--- START Data shown ---

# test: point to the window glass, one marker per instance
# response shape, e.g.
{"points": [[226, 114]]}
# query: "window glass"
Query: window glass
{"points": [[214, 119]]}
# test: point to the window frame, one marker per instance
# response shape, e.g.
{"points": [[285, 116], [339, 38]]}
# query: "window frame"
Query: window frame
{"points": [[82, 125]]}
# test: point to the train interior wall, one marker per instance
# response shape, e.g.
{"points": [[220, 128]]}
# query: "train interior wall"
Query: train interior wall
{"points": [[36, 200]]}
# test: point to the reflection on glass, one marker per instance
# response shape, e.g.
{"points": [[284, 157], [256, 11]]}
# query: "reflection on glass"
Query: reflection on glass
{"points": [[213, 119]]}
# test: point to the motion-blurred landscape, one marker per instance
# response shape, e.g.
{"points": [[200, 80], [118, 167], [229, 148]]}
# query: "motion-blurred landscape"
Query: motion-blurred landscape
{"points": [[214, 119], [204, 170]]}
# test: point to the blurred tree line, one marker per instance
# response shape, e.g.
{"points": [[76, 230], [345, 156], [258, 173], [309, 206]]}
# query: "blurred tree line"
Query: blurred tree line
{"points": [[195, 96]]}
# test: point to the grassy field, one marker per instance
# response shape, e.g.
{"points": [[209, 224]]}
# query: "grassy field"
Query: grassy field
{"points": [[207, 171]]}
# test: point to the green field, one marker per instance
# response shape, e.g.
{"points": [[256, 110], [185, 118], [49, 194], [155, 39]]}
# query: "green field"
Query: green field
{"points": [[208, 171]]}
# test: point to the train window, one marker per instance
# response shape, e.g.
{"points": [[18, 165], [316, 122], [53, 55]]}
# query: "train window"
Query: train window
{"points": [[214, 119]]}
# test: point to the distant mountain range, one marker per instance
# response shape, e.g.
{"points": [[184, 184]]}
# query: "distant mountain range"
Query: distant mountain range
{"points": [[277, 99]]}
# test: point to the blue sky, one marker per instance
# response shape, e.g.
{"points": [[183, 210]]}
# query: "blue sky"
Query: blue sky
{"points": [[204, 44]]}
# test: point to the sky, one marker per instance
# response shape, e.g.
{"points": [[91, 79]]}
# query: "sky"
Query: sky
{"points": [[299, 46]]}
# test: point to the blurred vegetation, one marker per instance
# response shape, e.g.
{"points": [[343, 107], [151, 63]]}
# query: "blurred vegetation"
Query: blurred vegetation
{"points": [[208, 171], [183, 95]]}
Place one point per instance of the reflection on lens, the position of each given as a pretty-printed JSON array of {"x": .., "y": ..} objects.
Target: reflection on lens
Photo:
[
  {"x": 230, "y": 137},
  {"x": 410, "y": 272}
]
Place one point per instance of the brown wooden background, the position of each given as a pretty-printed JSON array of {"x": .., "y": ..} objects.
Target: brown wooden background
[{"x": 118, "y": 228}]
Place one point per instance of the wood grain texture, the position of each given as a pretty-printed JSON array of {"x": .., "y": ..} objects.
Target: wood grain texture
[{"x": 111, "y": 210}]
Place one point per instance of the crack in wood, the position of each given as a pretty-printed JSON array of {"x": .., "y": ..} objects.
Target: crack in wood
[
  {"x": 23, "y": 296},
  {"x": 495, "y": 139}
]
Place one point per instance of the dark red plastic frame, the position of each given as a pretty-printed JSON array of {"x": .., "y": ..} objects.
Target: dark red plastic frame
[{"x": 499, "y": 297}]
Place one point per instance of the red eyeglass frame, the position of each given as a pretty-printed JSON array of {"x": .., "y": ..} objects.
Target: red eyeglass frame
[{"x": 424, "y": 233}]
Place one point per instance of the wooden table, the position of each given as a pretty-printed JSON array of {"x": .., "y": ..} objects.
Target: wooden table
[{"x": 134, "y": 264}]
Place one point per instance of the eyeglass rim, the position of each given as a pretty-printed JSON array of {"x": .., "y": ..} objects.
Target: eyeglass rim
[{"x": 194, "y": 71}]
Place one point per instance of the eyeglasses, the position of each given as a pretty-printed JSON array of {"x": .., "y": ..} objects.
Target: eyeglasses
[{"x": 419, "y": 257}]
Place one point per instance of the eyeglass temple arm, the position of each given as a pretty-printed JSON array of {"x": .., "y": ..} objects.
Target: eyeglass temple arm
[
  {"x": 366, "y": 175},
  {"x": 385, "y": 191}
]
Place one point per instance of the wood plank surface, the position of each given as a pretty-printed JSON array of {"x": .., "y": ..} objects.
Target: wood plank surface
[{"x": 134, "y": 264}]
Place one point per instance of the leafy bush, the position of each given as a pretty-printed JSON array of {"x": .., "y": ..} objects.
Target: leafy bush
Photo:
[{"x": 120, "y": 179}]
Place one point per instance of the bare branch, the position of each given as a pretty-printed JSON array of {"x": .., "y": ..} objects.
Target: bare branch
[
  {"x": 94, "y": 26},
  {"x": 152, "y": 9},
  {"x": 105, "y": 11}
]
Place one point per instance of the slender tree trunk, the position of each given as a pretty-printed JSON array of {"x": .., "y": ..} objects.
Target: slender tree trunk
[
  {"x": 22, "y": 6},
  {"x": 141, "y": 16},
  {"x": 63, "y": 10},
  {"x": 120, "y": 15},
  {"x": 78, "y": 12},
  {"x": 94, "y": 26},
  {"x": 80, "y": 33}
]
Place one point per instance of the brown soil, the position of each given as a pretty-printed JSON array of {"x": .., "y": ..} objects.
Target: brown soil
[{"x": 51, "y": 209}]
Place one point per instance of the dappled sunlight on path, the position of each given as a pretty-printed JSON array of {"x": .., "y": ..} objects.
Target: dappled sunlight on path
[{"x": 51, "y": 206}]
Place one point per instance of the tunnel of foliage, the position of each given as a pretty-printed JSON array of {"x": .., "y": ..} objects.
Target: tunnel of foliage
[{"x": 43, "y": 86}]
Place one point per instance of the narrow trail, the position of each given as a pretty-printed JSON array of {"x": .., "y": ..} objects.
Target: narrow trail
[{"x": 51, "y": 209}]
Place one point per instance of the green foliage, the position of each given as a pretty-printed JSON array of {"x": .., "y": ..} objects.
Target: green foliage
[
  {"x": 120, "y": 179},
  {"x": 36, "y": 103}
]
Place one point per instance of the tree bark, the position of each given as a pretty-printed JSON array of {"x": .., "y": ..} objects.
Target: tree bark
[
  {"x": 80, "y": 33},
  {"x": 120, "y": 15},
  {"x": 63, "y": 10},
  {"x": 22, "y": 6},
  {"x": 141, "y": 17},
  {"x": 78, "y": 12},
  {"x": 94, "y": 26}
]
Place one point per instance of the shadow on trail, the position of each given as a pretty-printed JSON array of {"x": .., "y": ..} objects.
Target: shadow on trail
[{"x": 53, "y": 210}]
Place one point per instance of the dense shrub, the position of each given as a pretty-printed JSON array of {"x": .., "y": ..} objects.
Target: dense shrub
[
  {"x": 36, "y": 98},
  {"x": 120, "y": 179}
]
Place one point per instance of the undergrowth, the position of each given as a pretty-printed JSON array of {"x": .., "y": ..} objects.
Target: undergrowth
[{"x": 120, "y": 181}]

--- END Data shown ---

=== What this task involves ===
Look above for the line containing "Place one point per instance of the tree", then transcribe it and all lines after it through the last, exactly and with nothing else.

=== Answer to this problem ===
Place one point per instance of the tree bark, the position of each given as a pretty-printed JSON array of {"x": .., "y": ..} objects.
Target: tree bark
[
  {"x": 80, "y": 33},
  {"x": 120, "y": 15},
  {"x": 63, "y": 10},
  {"x": 22, "y": 6},
  {"x": 141, "y": 17},
  {"x": 78, "y": 12},
  {"x": 94, "y": 26}
]
Place one point per instance of the shadow on trail, the position of each given as a pretty-printed JSON array of {"x": .., "y": ..} objects.
Target: shadow on trail
[{"x": 53, "y": 210}]
Place one point per instance of the dense shrub, the position of each given as a pretty-printed JSON array of {"x": .., "y": ..} objects.
Target: dense shrub
[
  {"x": 36, "y": 98},
  {"x": 120, "y": 179}
]
Place one point per instance of the undergrowth, the position of each given as a pretty-printed JSON array of {"x": .., "y": ..} objects.
Target: undergrowth
[{"x": 120, "y": 181}]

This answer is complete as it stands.